- **Source**
★ ★ ★ ★
My dataset is in loan-level, which means there are multiple pieces of loans for one firm in one year. I focus on the effect of a legislation (LEG), which is staggered issued by different states, on the loan interest rate (INT). I have some questions:
I use the following code for a TWFE regression:
reghdfe INT LEG MATURITY SIZE GDP, a (i.year i.firm i.guarantee) cluster(firm)

where MATURITY is the maturity of loan, which is a loan-specific variable. SIZE is the scale of asset of firm i in year t, which is a firm-year specific variable. GDP is the economic development of a state in year t, which is a state-year specific variable. In other words, all the controls are time-variated. guarantee is the type of collateral of loan, and I include it in the model as a kind of fixed effect.
Is the above regression valid as a staggered did since the sample is in loan-level rather than firm-year level panel data?

I use CSDID to improve the model with following code:
csdid INT MATURITY SIZE GDP i.guarantee, time(year) gvar(first_treat) notyet cluster(firmcd)

where first_treat is the first time when a state issues the legislation.
Is CSDID applicable in this data since the sample is in loan-level rather than firm-year level panel data? In my understanding, CSDID is applicable because the sample is a kind of repeated crosssection.

I have read other posts in the forum and understand that the fixed effects could be included in CSDID, but when I include it, all the output is blank and a “conformability error” appears (please find the attachment). Could you shed light on it?

I noticed in the help file that for the controls, “Only base period values are used in the model estimation”. Does it mean that the including of time-variated covariates is not helpful to improve the model? If so, how the CSDID deals with the parallel trends conditional on observed time-variated covariates?

My questions may be silly. Great appreciate any helpful answers from you!

hi Chunxiao Geng

1) Im not sure what guarantee is, not what is your treatment variable.
In any case, if you are trying to use twfe approach, you may still want to have a variable for year of first treatment and periods integrated in your model.
You do not need to control for firm fixed effects in that case, only for the cohort (or year of first treatment) Or at least that is how I understand Wooldridge approach.

2) For your use of first_treat, Im still unsure which variable in twfe relates to first treat. I do think you can CSDID as a kind of repeated crossection, not a panel because you do not have a formal panel dataset. Unless you assume that each firm/loan is a different panel unit.

3) You can add fixed effects (as dummies) but with caveats.
- you need both already treated and not yet treated(never treated) for each subgroup within each panel. in your case, you need both treated and untreated units for each value of guarantee. Otherwise, you are failing the overlapping assumption
- Even if you have treated/untreated observations per level of guarantee, you also need enough observations to identify all other variables, especially for drimp and dripw methods. The reason for this is that each time CSDID runs a specific 2x2 DID, you have only a fraction of observations in each model. Thus, you may simply not have enough data to identify coefficients for all variables in your model. This bites a lot when you use logits or inverse probability tilting specifications
- because of the above, you are getting NO results, so there is nothing to summarize. that is why, I believe, you are getting the reported error

4) If you are using panel data estimators, only Base period values are used in the estimation. In fact based on CS, and the example he provides and uses, he starts with the assumption that all controls are time fixed. So, it doesn't matter which period data you use, it will have the same impact.
★ ★ ★ ★
- **Written instruction 1**
In the forum thread on staggered difference-in-differences, what happens when the poster includes fixed effects in CSDID?
★ ★ ★ ★
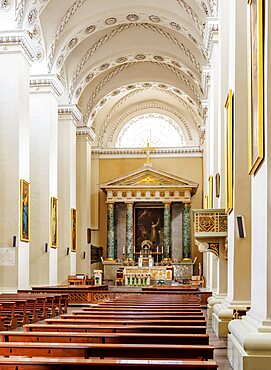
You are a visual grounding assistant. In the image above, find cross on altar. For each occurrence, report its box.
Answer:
[142,142,155,166]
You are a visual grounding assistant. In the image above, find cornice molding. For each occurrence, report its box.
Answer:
[30,75,65,97]
[76,126,96,143]
[91,146,203,157]
[203,17,219,60]
[58,105,82,126]
[0,30,37,62]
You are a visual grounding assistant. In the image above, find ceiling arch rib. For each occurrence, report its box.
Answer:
[69,52,202,101]
[89,83,203,136]
[69,24,204,98]
[51,14,206,72]
[88,82,203,131]
[104,102,198,147]
[80,63,201,124]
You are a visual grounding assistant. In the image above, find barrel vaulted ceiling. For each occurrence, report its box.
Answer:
[16,0,217,148]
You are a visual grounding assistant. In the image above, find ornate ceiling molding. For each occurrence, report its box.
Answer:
[91,146,203,157]
[69,24,131,98]
[84,63,133,125]
[105,103,196,146]
[76,126,96,143]
[48,13,204,70]
[0,30,37,62]
[89,82,203,130]
[0,0,12,12]
[69,23,205,100]
[30,75,64,97]
[48,0,86,72]
[176,0,204,35]
[58,105,82,126]
[69,53,202,101]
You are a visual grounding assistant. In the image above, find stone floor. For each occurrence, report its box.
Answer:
[204,310,232,370]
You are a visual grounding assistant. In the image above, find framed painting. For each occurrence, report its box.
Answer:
[225,90,234,214]
[71,208,77,252]
[215,173,220,198]
[50,197,58,248]
[247,0,264,175]
[208,176,213,208]
[20,180,30,242]
[203,195,209,209]
[134,206,164,253]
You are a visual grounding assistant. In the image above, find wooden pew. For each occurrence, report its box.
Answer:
[0,331,209,345]
[81,307,202,315]
[0,300,19,330]
[60,313,204,321]
[24,324,206,334]
[44,316,206,326]
[0,342,214,363]
[1,357,221,370]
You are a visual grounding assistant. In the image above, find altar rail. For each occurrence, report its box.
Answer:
[21,285,212,307]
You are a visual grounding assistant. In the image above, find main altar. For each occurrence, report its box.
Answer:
[100,163,198,285]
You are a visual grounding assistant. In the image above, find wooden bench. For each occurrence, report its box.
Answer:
[44,316,206,326]
[0,342,214,363]
[1,357,218,370]
[60,313,204,321]
[0,331,209,345]
[24,324,206,334]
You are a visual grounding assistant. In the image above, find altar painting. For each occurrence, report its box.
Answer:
[134,206,164,253]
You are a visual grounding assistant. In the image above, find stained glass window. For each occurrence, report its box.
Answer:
[116,113,186,148]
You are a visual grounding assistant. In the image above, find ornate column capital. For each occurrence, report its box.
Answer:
[0,30,38,64]
[76,126,96,143]
[58,104,82,126]
[30,75,64,98]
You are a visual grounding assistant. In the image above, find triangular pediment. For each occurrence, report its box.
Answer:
[100,167,198,193]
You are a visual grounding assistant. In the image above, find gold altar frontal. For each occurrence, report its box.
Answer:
[124,266,172,280]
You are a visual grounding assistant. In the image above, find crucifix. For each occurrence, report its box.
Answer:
[142,142,155,166]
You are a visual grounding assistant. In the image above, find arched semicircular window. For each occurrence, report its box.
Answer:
[116,113,186,148]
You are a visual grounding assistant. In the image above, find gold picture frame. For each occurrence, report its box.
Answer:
[208,176,213,208]
[225,90,233,214]
[20,180,30,242]
[247,0,264,175]
[71,208,77,252]
[50,197,58,248]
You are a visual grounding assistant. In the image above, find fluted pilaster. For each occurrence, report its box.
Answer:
[107,203,115,260]
[126,203,134,259]
[163,203,171,259]
[183,203,191,258]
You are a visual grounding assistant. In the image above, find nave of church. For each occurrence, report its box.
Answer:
[0,0,271,370]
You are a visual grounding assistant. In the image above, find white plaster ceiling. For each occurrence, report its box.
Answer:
[16,0,217,147]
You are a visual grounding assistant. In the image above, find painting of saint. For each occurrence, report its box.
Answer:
[248,0,264,174]
[134,206,164,252]
[50,197,58,247]
[71,208,77,252]
[20,180,30,242]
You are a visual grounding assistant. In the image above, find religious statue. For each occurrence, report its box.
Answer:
[151,217,160,244]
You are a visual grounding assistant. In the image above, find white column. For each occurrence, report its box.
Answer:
[58,106,81,284]
[213,0,251,336]
[228,1,271,370]
[0,31,34,290]
[30,76,63,285]
[76,127,95,274]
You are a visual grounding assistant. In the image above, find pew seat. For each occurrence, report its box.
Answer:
[0,342,214,360]
[1,357,218,370]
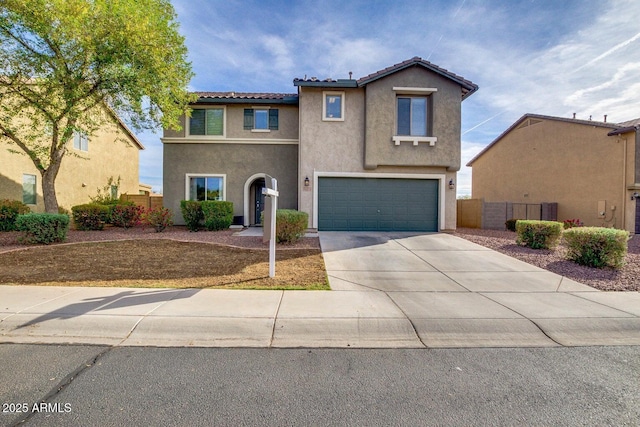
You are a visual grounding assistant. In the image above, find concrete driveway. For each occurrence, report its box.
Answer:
[0,232,640,348]
[320,232,640,347]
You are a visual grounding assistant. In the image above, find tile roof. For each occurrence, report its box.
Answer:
[293,56,478,99]
[193,92,298,105]
[358,56,478,99]
[618,117,640,127]
[193,92,298,99]
[467,113,640,166]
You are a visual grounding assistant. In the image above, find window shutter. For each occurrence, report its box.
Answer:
[206,108,224,135]
[244,108,253,130]
[189,109,205,135]
[269,108,278,130]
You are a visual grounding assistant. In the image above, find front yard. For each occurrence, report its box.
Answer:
[0,227,329,289]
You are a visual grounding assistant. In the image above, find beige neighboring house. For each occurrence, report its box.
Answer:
[467,114,640,233]
[162,57,478,231]
[0,120,144,212]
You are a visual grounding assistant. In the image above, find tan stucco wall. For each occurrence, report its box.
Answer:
[0,123,139,212]
[163,142,298,224]
[472,120,635,231]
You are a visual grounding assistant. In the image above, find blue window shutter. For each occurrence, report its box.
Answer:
[244,108,253,130]
[269,108,278,130]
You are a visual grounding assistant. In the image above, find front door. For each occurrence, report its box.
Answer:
[253,179,265,224]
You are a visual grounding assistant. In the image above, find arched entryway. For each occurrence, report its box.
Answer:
[243,173,265,227]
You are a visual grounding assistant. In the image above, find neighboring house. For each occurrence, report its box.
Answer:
[467,114,640,233]
[0,117,144,212]
[162,57,478,231]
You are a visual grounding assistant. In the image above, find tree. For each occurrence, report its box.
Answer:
[0,0,193,212]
★ ★ ★ ★
- **Written instruction 2**
Give the lines of the entries as a numbered list. Begin at the start of the entries and stop after the line that contains "[1,357,221,370]". Leave out blank lines and the pictures.

- **Final answer 1**
All the output is blank and a "conformability error" appears.

- **Final answer 2**
1. You are a visual grounding assistant. In the image above, find cross on altar. For each occurrence, report its box.
2. Answer:
3. [142,142,155,166]
4. You are a visual grounding assistant. In the image above, find cornice molding. For each occurrence, report its box.
5. Answer:
6. [30,75,65,97]
7. [76,126,96,143]
8. [91,146,203,157]
9. [203,17,219,60]
10. [58,105,82,126]
11. [0,30,37,62]
12. You are a visual grounding assistant. In the image above, find ceiling arch rib. For each occurrence, report its box.
13. Answer:
14. [69,52,202,101]
15. [89,83,203,136]
16. [69,24,204,98]
17. [51,14,206,72]
18. [88,82,203,131]
19. [104,102,198,147]
20. [80,63,201,124]
21. You are a visual grounding assistant. In the image above, find barrel vaulted ceiling. For each occurrence, report its box.
22. Answer:
23. [16,0,217,148]
24. You are a visual grounding assistant. In the image above, find ornate ceiling molding. For each occurrence, report its box.
25. Answer:
26. [91,146,203,157]
27. [69,24,131,98]
28. [84,63,133,125]
29. [105,103,196,146]
30. [76,126,96,143]
31. [48,13,204,70]
32. [0,30,37,62]
33. [89,82,203,130]
34. [0,0,12,12]
35. [69,23,205,100]
36. [30,75,64,97]
37. [48,0,86,72]
38. [176,0,204,35]
39. [58,105,82,126]
40. [69,53,202,101]
41. You are a visual grounding assistant. In the image above, find stone floor. For each occurrence, report its box.
42. Answer:
43. [204,310,232,370]
44. You are a visual grounding assistant. In the image above, find framed painting. For each occurrence, report its box.
45. Answer:
46. [225,90,234,214]
47. [71,208,77,252]
48. [215,173,220,198]
49. [50,197,58,248]
50. [247,0,264,175]
51. [208,176,213,208]
52. [20,180,30,242]
53. [203,195,209,209]
54. [134,206,164,253]
55. You are a visual grounding assistant. In the image above, find wooden pew. For each occurrence, report its box.
56. Answer:
57. [0,331,209,345]
58. [81,307,202,315]
59. [0,300,19,330]
60. [60,313,204,321]
61. [24,324,206,334]
62. [44,316,206,326]
63. [0,342,214,363]
64. [1,357,221,370]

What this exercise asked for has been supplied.